Zur umfassenden Untersuchung des Mieterbedarfs hat PATRIZIA Forschungskapazitäten aufgebaut, die nicht nur branchenweit bewährte Kennzahlen, sondern vermehrt auch Daten aus bislang ungenutzten Quellen berücksichtigt. So nimmt das Team beispielsweise Kennzahlen wie Luftverschmutzung oder Lärmbelastung unter die Lupe.
„Die Luftqualität oder Lärmbelastung ist zwar auch für Büros relevant, umso mehr aber für diejenigen, die im Gebäude wohnen“, erklärt Mokrane. „Also haben wir unsere Tools für unterschiedliche Anforderungen und Immobilienarten ausgelegt. Seit Kurzem verfügen wir zum Beispiel über selbstentwickelte Tools, mit denen wir das Einzugsgebiet für die städtische und Big-Box-Logistik messen. Dabei wird untersucht, wie viele Haushalte sich innerhalb einer bestimmten Fahrtzeit befinden und wie hoch ihre Kaufkraft ist. Für den Einzelhandel haben wir einen ähnlichen Ansatz ausgearbeitet.“
Die Modelle werden fortlaufend verbessert und beziehen vermehrt Daten aus neuen Quellen wie dem Internet der Dinge oder Gebäuden ein.
„Durch den persönlichen Austausch mit unseren Mietern verstehen wir besser, was sie heute, aber auch morgen brauchen. Doch wir können sogar noch einen Schritt weiter gehen und unsere Assets sprechen lassen."
„Mit dem Internet der Dinge implementieren wir Systeme, die nicht allzu kostspielig sind und Informationen über die Raumnutzung liefern: Wann betreten und verlassen die Bewohner das Gebäude? Wann sind die Spitzenzeiten? Welche Gebäudeteile werden intensiv genutzt und welche eher weniger?"
„Und welche Bereiche des Gebäudes müssen nicht beleuchtet oder beheizt werden? Es gibt viele Möglichkeiten, um Gebäudenutzung und Energieverbrauch zu optimieren.“
Da Nachweise zu Umweltfreundlichkeit von Gebäuden immer mehr in den Fokus rücken und der Druck zur Dekarbonisierung von Assets steigt, werden Daten immer wichtiger. Wie Mokrane berichtet, findet das Team immer mehr Bereiche mit Verbesserungspotenzial.
„Unsere Infrastrukturteams bringen in verschiedenen Städten Sensoren im Wassersystem an und können dank städtischer Verträge Lecks aufspüren. Jährlich gehen durch Leckage Milliarden Liter an Wasser verloren, selbst in Staaten wie dem Vereinigten Königreich. Hier sehen wir enormes Einsparpotenzial, denn die Aufbereitung von Abwasser in Trinkwasser ist sehr energie-, arbeits- und kostenaufwändig.“
2020 entwickelte PATRIZIA eine eigene Plattform für Smart-Building-Technologien, die speziell zur Verbesserung der Effizienz von Gebäudesystemen wie Heizung, Wasser- und Stromversorgung sowie Beleuchtung dient. Mit der Plattform sollen zudem Abfall reduziert und Ressourcen wie Wasser und Gas effizienter genutzt werden.

* _Bereitgestellte Datensätze_:
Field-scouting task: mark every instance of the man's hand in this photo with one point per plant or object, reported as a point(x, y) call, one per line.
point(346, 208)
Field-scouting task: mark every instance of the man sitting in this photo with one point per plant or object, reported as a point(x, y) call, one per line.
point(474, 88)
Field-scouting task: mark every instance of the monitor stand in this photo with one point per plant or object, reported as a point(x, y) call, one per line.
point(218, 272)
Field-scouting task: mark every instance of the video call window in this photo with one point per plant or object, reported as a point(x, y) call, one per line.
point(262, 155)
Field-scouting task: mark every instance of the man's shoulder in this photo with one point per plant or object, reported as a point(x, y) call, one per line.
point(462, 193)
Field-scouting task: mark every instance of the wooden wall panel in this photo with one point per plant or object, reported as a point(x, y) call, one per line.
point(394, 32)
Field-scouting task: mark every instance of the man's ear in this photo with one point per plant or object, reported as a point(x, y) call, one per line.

---

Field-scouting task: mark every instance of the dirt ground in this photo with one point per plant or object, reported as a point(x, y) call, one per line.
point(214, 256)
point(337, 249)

--

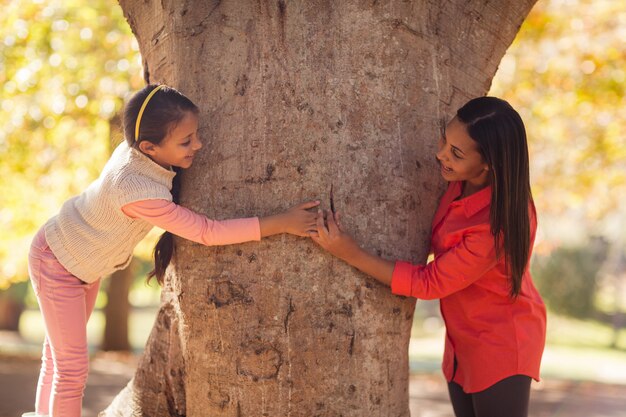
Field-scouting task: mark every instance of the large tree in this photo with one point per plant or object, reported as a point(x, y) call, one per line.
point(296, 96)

* _Aufgaben_:
[A] Gib den Abschnitt des Ausgangstextes wörtlich wieder, beginnend mit „Zur umfassenden Untersuchung“ und weiter bis einschließlich „unter die Lupe.“.
[B] In welchem Jahr entwickelte PATRIZIA laut Ausgangstext eine eigene Plattform für Smart-Building-Technologien?
[C] Welche Gebäudesysteme nennt der Ausgangstext, deren Effizienz die Smart-Building-Plattform von PATRIZIA verbessern soll? Zähle sie alle auf.
Stütze dich ausschließlich auf den Ausgangstext.

* _Lösungen_:
[A]
Zur umfassenden Untersuchung des Mieterbedarfs hat PATRIZIA Forschungskapazitäten aufgebaut, die nicht nur branchenweit bewährte Kennzahlen, sondern vermehrt auch Daten aus bislang ungenutzten Quellen berücksichtigt. So nimmt das Team beispielsweise Kennzahlen wie Luftverschmutzung oder Lärmbelastung unter die Lupe.

[B] PATRIZIA entwickelte die Plattform im Jahr 2020.

[C] Die Plattform soll die Effizienz von Heizung, Wasserversorgung, Stromversorgung und Beleuchtung verbessern.